WHAT YOU NEED TO DO ▸
(a) Quote the race report word for word from "The front section" up to and including "racing could resume.".
(b) Does the race report support each of these statements? Answer yes or no for each, and quote the words from the report that decide it. (i) Grosjean was trapped inside the burning car for 20 seconds. (ii) Racing started again about 30 minutes after Grosjean's crash. (iii) Verstappen made only one pit stop in the race.

TEXT SEGMENT ▸
Hamilton wins, Albon on podium after horror Haas smash

Lewis Hamilton has controlled the Bahrain Grand Prix after a fireball smash had Romain Grosjean sent to hospital and the race suspended on lap one.

Grosjean’s Haas car left the track at around 240 kilometres per hour after tangling with Daniil Kvyat at turn three and slammed into the steel barriers, breaking in two.

The front section of the car wedged itself among the rails and burst into flames, trapping the Frenchman inside for 20 seconds until he could undo his belts and climb from the burning wreckage.

This article originally appeared in The Phuket News.

The medical car was immediately on site to receive the shocked 34-year-old, who was helicoptered to hospital with minor burns and suspect broken ribs.

Circuit authorities took more than 75 minutes to clear the charred remains of the Formula One car and repair the barriers before racing could resume.

But racing was underway for less than a lap before the grand prix was neutralised again, this time to rescue Lance Stroll from his overturned Racing Point, flipped by an errant Daniil Kvyat, who was penalised for the error.

By lap nine the car was cleared and racing was able to continue, with Hamilton leading the field away in a largely subdued restart.

Max Verstappen was his chief challenger in second, and Red Bull Racing, unable to match Mercedes on pure performance rolled the dice with an early pit stop for the hard tyre in an attempt to make it to the end of the race with only one stop.

But the move was too ambitious, and by lap 35 of 57 Verstappen was forced into a second stop, his tyres worn by the abrasive desert circuit, allowing Hamilton to easily cover him without losing the lead.

The Briton was untroubled thereafter to record his 11th win of the year.

“I was flat out the whole way trying to keep them at bay,” Hamilton insisted. “It really was physically very demanding … this track has always been physical … so I was definitely feeling it.”

SOURCE DATA ▸
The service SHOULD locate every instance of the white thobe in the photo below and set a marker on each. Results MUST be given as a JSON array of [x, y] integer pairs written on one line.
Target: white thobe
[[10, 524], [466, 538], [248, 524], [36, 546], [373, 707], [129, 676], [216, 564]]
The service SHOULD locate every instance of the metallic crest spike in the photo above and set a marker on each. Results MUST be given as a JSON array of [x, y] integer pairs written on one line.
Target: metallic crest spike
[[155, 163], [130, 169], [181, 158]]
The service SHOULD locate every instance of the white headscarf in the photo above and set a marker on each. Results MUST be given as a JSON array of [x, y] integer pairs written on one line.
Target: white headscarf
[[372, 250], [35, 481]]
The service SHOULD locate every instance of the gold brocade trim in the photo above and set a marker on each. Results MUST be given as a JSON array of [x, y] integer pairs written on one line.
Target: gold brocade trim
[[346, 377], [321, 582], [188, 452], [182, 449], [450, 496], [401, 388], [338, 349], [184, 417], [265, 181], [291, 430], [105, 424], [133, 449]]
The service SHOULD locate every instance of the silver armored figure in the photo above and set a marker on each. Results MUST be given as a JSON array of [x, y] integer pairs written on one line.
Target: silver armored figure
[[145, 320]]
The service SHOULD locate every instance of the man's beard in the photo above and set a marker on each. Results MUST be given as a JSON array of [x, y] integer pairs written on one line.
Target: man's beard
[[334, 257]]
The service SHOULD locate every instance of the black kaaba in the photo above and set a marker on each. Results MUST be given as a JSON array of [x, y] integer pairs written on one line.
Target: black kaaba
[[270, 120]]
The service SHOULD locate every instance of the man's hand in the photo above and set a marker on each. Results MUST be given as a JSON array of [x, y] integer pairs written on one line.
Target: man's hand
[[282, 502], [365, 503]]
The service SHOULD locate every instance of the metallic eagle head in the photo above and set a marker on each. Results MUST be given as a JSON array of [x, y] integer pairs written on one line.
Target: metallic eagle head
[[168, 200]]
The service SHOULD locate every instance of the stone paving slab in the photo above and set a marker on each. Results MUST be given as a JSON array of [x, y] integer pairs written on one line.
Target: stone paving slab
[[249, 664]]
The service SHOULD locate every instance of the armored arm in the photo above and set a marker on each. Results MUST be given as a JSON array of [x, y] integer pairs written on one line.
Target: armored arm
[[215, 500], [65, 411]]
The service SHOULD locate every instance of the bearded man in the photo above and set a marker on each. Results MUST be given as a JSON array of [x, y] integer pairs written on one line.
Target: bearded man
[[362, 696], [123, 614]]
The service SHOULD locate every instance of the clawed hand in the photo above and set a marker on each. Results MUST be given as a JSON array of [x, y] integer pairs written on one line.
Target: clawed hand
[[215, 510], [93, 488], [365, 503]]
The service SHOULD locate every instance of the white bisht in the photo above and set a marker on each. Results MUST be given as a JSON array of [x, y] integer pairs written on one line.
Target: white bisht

PER-TASK OUTPUTS ▸
(a)
The front section of the car wedged itself among the rails and burst into flames, trapping the Frenchman inside for 20 seconds until he could undo his belts and climb from the burning wreckage.

This article originally appeared in The Phuket News.

The medical car was immediately on site to receive the shocked 34-year-old, who was helicoptered to hospital with minor burns and suspect broken ribs.

Circuit authorities took more than 75 minutes to clear the charred remains of the Formula One car and repair the barriers before racing could resume.

(b)
(i) Yes: "trapping the Frenchman inside for 20 seconds until he could undo his belts and climb from the burning wreckage."
(ii) No: "Circuit authorities took more than 75 minutes to clear the charred remains of the Formula One car and repair the barriers before racing could resume."
(iii) No: "by lap 35 of 57 Verstappen was forced into a second stop"